DATASET RECORDS:

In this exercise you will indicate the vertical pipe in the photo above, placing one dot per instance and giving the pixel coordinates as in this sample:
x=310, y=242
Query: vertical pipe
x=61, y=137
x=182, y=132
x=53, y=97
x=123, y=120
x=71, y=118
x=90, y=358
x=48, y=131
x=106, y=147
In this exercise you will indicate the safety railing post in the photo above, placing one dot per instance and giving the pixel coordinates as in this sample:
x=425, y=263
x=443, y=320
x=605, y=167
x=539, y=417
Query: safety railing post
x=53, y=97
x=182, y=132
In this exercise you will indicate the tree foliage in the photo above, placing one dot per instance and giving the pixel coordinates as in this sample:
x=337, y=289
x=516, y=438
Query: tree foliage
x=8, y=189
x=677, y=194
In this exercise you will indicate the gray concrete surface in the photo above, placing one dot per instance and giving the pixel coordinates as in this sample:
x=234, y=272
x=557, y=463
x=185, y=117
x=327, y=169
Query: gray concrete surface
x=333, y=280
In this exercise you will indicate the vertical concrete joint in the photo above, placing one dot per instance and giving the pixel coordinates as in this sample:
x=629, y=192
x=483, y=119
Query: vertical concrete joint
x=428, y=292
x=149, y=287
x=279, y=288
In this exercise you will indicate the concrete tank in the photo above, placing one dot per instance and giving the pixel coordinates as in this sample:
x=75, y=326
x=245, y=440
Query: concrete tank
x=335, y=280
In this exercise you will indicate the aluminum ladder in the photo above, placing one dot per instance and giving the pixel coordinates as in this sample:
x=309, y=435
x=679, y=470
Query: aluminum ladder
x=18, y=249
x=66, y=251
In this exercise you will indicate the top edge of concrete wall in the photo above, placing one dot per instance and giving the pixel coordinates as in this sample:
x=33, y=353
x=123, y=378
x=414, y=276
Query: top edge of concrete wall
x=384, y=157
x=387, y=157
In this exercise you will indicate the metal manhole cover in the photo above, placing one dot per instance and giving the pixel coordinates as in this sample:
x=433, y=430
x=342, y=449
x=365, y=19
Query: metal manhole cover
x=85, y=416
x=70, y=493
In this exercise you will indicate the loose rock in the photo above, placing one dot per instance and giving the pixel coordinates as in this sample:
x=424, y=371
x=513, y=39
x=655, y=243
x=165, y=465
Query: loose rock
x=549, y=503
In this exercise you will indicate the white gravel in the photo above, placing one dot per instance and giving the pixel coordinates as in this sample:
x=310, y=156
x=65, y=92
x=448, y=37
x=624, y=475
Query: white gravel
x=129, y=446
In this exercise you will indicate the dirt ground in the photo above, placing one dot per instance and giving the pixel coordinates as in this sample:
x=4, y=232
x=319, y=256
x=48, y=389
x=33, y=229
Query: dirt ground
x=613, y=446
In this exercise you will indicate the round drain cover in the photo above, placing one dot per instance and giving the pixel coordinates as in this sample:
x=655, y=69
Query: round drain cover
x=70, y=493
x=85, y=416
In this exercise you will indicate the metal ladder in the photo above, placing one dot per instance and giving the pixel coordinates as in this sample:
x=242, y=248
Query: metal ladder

EXERCISE OBJECTIVE: Copy every one of the lines above word for word, without changing anything.

COMPLETE OUTPUT:
In this exercise you will indicate the vertical pipe in the photo above, placing one dot per instance and giving the pixel coordinates as in this sample:
x=310, y=242
Query: vertical pipe
x=61, y=137
x=182, y=132
x=53, y=97
x=123, y=120
x=71, y=118
x=90, y=358
x=48, y=131
x=106, y=147
In this exercise you will indicate the safety railing post in the photo above, placing one dot per instance and giving the pixel coordinates as in this sample:
x=425, y=263
x=443, y=320
x=605, y=167
x=539, y=417
Query: safety railing post
x=53, y=97
x=182, y=132
In this exercise you will indicate the tree foliage in the photo above, placing one dot per instance and giving the pixel coordinates as in this sample:
x=337, y=289
x=516, y=438
Query: tree foliage
x=8, y=189
x=677, y=194
In this exercise you will indicate the gray concrete surface in the photo above, placing one dot per instance and giving the pixel coordinates as in this sample:
x=234, y=272
x=557, y=463
x=185, y=117
x=327, y=169
Query: gray concrete surface
x=333, y=280
In this exercise you will indicate the vertical concrete joint in the photo above, placing one dot per instance and giving the pixel coordinates as in this sample:
x=629, y=192
x=483, y=119
Query: vertical concrete joint
x=428, y=292
x=149, y=287
x=279, y=288
In this exercise you will indicate the concrete tank in the photo above, placing one dot per instance and giving the pixel coordinates as in this sample:
x=75, y=326
x=245, y=440
Query: concrete tank
x=335, y=280
In this exercise you will indicate the aluminum ladder in the photo above, placing one dot per instance and giving the pixel coordinates as in this sample:
x=309, y=435
x=679, y=470
Query: aluminum ladder
x=18, y=249
x=66, y=251
In this exercise you will indicate the top edge of concrete wall in the photo above, placing one dot per instance and giving the pixel coordinates as in this sample:
x=33, y=353
x=123, y=378
x=414, y=276
Query: top edge of concrete wall
x=384, y=157
x=387, y=157
In this exercise you will indicate the metal manhole cover in the photo above, placing one dot per instance and giving the pixel coordinates as in this sample:
x=433, y=430
x=342, y=449
x=365, y=19
Query: metal manhole cover
x=85, y=416
x=70, y=493
In this exercise you will indicate the loose rock in the photo above, placing one dot per instance and giving the pixel coordinates as in this sample:
x=424, y=371
x=513, y=39
x=655, y=243
x=165, y=465
Query: loose rock
x=549, y=503
In this exercise you will indicate the white gravel in the photo above, placing one dot per instance and giving the pixel coordinates as in this sample:
x=310, y=156
x=65, y=92
x=448, y=37
x=624, y=475
Query: white gravel
x=129, y=446
In this exercise you will indicate the dirt ground in the photo above, placing one dot per instance and giving the pixel coordinates as in this sample:
x=4, y=232
x=319, y=256
x=48, y=389
x=33, y=229
Query: dirt ground
x=613, y=446
In this exercise you will indicate the round drain cover in the photo above, placing one dot per instance and giving the pixel coordinates as in this sample:
x=655, y=69
Query: round drain cover
x=70, y=493
x=85, y=416
In this exercise you will indicate the metal ladder in the photo above, placing one dot per instance and giving the pixel coordinates as in this sample:
x=242, y=248
Query: metal ladder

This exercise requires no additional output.